_Problem description_
In the physician profile, which two organizations support the research?

START Document segment

Growing up with a chronic disease (type 1 diabetes), I learned early-on the difference a great medical team can make in the life of a child and their family. I was drawn to pediatric hospital medicine 15 years before it became a specialty. I love working to support children and families during particularly difficult times. The resilience of children inspires me — it’s amazing to see a child, who just two days earlier was quite ill, smiling and laughing as they prepare to go home.

I believe that hospitalized children require more than a skilled physician. They need a team of health experts that communicate, collaborate and precisely follow systems for care. Our team aims to leverage the broad expertise of patients and families, doctors and nurses, and the vast data of the electronic health records to predict, prevent and treat the clinical deterioration of hospitalized children.

My research focuses broadly on designing, testing and evaluating evidence-based interventions to improve the quality and safety of hospital care. I have applied situation awareness and a high reliability strategy to develop, test and implement standardized communication and huddles (short, structured briefings between nurses and physicians) to discuss high-risk patients. These interventions have led to a significant and sustained reduction in unrecognized clinical deterioration and serious safety events among hospitalized children at Cincinnati Children’s.

I am an associate professor of pediatrics in the Division of Hospital Medicine within the University of Cincinnati Department of Pediatrics at Cincinnati Children’s. I have fellowship training in clinical research and improvement science. I also serve as the research director for the Division of Hospital Medicine.

I am honored to serve on the executive committee of the Pediatric Research in Inpatient Setting (PRIS) national network, which works to improve healthcare delivery to hospitalized children, and as associate editor for Hospital Pediatrics.
My research is supported by the Agency for Healthcare Research and Quality (AHRQ) and the National Institutes of Health (NIH). My work in Ohio is broadened through participation in the Children’s Hospitals’ Solutions for Patient Safety collaborative, whose aim is to reduce medical errors and adverse events across all children’s hospitals.

END Document segment
START Given information

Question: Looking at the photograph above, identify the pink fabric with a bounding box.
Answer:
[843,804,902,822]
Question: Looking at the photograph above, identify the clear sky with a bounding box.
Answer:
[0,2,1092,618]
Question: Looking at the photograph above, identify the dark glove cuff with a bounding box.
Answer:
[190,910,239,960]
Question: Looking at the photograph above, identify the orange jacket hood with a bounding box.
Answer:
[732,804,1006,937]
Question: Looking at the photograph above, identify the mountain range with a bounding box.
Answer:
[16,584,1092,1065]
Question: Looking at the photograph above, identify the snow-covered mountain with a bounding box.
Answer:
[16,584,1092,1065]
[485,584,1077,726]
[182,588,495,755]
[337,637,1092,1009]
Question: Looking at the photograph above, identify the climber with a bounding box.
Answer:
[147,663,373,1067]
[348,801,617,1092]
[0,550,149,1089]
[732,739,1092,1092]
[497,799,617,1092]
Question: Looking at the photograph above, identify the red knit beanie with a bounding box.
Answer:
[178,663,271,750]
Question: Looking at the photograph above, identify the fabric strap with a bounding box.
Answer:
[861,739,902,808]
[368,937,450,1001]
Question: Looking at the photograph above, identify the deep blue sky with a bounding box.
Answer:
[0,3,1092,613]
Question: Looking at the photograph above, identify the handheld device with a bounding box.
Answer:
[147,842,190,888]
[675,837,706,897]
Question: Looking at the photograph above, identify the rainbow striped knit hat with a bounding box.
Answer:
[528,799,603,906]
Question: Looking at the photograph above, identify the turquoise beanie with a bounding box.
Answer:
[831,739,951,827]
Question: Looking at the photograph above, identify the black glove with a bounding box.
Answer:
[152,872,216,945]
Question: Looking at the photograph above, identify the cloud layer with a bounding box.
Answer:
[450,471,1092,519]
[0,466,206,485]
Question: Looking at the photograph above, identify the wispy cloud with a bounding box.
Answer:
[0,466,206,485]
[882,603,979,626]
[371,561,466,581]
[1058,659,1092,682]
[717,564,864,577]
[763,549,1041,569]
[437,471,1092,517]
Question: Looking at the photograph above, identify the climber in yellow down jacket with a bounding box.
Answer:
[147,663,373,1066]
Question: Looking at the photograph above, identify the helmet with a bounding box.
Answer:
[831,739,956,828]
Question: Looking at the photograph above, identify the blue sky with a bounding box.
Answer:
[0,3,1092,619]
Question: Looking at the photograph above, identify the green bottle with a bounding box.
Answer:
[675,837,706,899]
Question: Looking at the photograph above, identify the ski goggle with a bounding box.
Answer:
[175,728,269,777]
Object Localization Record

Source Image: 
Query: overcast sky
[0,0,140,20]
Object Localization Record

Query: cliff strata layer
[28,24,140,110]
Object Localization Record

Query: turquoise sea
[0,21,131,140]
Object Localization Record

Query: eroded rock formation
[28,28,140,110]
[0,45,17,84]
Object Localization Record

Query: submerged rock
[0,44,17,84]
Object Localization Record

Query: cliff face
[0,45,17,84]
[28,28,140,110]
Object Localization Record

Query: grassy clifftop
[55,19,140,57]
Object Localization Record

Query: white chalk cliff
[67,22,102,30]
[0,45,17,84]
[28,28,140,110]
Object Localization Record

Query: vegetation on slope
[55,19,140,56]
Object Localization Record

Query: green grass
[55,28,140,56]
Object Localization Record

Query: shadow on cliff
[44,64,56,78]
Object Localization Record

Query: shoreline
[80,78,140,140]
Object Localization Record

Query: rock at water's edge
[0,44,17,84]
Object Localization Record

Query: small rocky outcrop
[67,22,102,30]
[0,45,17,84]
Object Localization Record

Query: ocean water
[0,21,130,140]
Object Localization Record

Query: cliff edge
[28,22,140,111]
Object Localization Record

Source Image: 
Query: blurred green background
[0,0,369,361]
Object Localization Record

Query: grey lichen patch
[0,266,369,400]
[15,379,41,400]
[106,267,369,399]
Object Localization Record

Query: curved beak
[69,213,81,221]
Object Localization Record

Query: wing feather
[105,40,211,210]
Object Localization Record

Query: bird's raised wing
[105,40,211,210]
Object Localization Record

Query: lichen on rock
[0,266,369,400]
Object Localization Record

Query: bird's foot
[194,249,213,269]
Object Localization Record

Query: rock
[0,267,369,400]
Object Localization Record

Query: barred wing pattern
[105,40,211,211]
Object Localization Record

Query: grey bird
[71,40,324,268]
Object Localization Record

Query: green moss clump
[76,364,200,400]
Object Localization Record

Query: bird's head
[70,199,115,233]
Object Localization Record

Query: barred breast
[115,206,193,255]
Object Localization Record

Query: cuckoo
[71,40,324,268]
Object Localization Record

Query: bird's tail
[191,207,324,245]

END Given information

_Answer space_
The Agency for Healthcare Research and Quality (AHRQ) and the National Institutes of Health (NIH).